- [Document excerpt]:
■ ■ ■ ■ ■ ■ ■
Commissioner General Expo 67
- In office 1963–1968
- Preceded by: Paul Bienvenue
- Succeeded by: none
- Constituency: Expo 67

Canadian Ambassador to France
- In office 1958–1963
- Preceded by: Jean Désy
- Succeeded by: Jules Léger

Canadian Ambassador to Italy
- In office 1952–1958
- Preceded by: Jean Désy
- Succeeded by: Léon Mayrand

Personal details
- Born: July 9, 1896 Montreal, Quebec, Canada
- Died: May 21, 1969 (aged 72) Cannes, France
- Spouse: Therese Ferron ​(m. 1921)​
- Children: Michel, Jacqueline
- Education: Université de Montréal; Sorbonne;
- Occupation: Diplomat

= Pierre Dupuy (diplomat) =

Canadian diplomat and writer

Pierre Dupuy, (/fr/; July 9, 1896 - May 21, 1969) was a Canadian diplomat and writer. His most noted achievement was as the Commissioner General of Expo 67.

== Early life ==
Dupuy was born in Montreal, Quebec in 1896. He studied law and international law at the Université de Montréal and at the Sorbonne in Paris.
■ ■ ■ ■ ■ ■ ■
- [Records provided]:

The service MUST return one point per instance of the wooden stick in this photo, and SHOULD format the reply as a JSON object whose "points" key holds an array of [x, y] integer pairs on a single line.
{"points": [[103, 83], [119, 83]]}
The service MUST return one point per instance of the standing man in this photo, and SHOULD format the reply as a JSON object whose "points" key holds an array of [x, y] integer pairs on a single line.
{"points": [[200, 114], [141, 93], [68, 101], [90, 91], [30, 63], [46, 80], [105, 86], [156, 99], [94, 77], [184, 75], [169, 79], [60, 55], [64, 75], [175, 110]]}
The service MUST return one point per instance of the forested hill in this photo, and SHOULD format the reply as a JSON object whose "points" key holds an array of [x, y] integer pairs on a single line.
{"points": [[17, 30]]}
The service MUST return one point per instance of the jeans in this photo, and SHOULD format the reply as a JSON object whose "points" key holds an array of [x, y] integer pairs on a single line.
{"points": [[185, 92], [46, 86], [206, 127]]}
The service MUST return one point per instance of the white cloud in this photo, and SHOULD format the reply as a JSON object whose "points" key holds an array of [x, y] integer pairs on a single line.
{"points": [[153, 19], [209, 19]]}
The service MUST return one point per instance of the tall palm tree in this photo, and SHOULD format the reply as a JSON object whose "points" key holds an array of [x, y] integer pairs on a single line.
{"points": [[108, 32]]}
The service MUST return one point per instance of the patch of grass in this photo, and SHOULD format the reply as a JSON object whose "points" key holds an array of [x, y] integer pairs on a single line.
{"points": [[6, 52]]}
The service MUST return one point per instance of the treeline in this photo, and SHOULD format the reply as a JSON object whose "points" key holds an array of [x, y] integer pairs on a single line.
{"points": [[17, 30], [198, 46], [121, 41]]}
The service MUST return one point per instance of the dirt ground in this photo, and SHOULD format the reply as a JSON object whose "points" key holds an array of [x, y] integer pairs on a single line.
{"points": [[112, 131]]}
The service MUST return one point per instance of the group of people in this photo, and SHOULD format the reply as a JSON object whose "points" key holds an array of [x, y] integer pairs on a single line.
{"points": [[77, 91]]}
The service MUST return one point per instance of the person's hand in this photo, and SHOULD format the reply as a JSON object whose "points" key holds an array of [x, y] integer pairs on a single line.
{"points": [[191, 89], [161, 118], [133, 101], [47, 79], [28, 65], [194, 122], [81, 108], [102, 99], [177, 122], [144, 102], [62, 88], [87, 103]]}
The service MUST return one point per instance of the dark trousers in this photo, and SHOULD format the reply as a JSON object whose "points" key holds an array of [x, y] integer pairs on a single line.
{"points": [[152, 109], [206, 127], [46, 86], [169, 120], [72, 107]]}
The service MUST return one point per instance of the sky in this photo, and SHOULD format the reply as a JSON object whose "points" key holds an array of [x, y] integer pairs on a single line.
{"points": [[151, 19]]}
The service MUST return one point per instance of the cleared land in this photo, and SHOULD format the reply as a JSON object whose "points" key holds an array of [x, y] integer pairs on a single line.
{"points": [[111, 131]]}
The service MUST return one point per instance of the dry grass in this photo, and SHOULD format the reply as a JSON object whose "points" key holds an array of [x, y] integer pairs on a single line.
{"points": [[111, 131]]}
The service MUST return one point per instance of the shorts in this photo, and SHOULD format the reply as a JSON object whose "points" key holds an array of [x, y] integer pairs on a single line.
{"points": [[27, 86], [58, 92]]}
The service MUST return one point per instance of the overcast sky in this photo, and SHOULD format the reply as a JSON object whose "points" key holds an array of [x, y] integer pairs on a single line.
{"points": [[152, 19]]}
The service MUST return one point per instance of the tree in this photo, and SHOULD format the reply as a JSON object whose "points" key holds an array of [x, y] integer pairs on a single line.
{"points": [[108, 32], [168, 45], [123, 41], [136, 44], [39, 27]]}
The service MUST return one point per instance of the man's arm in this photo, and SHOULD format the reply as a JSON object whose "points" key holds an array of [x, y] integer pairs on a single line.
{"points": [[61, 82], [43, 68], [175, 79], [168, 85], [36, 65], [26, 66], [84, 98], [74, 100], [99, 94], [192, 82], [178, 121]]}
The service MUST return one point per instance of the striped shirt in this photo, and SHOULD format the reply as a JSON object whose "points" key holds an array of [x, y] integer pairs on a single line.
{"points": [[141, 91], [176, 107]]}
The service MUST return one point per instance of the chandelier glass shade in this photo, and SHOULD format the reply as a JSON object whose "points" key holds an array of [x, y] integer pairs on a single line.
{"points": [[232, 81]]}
■ ■ ■ ■ ■ ■ ■
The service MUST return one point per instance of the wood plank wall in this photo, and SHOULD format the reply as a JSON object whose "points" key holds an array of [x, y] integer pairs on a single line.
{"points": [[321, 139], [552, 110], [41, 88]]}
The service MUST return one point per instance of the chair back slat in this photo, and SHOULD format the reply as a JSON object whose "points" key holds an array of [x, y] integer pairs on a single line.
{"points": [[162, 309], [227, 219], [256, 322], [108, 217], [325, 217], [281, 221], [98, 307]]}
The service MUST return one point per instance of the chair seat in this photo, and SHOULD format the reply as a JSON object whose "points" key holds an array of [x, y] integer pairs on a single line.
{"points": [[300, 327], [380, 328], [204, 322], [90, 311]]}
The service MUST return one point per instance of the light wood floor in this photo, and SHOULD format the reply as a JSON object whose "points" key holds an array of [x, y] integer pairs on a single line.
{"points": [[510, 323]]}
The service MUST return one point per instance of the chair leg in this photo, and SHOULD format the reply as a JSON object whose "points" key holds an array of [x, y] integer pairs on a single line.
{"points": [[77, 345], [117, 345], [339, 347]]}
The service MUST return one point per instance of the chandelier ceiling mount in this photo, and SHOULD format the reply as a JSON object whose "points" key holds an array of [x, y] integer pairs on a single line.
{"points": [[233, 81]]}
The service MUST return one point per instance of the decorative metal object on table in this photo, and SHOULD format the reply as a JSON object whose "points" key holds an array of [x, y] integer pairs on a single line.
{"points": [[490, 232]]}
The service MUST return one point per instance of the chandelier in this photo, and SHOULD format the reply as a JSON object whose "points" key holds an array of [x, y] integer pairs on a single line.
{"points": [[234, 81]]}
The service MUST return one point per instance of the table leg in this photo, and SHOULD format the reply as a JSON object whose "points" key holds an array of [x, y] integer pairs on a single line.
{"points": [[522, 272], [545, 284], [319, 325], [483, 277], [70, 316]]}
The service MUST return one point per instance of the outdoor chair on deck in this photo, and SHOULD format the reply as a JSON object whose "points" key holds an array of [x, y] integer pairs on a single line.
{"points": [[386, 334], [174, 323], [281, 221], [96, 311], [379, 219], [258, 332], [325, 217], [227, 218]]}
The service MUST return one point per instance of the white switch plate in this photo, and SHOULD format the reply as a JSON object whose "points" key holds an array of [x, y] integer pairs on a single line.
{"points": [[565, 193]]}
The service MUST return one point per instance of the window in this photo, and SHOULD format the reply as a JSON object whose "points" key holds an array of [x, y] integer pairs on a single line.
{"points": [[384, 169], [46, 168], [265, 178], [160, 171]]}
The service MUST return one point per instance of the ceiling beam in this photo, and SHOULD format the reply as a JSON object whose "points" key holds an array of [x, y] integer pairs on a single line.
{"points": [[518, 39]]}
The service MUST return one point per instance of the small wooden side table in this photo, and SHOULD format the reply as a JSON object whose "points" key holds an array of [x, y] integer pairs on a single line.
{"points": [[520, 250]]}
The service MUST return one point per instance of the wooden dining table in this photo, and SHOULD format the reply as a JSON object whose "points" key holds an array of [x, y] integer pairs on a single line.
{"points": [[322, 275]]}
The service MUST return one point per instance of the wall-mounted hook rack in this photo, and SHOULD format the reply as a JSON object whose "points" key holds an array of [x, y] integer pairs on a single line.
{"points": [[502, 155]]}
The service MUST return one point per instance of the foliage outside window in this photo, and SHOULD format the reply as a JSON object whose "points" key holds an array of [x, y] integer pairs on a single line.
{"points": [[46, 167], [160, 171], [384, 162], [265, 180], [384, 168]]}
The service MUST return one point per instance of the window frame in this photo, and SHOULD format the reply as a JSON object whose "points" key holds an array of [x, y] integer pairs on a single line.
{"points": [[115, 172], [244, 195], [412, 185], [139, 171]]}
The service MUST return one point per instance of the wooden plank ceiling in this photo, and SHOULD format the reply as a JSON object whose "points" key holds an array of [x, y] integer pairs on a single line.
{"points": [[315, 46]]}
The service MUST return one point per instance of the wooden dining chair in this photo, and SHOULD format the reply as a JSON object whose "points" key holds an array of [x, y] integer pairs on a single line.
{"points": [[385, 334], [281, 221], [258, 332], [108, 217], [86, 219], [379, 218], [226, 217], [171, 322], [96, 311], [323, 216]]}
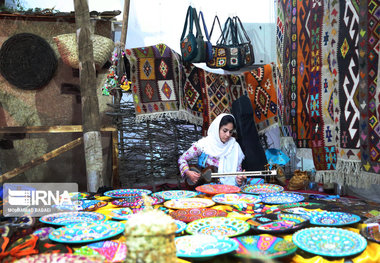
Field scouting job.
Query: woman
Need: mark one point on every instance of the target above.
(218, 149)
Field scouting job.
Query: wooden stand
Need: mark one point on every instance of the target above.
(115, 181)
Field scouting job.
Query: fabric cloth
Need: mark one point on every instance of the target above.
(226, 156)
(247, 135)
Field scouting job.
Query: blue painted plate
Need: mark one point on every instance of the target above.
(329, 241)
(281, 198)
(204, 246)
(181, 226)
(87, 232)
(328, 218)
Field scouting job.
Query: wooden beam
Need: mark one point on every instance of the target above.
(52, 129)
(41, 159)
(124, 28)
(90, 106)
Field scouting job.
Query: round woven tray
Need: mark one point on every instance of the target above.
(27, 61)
■ ■ ■ ■ ■ ■ ■
- [Work instruction]: According to the text about Pierre Dupuy, who preceded him as Canadian Ambassador to France? The records are separate material and have no connection to the text about Pierre Dupuy.

- [Solution to this task]: Jean Désy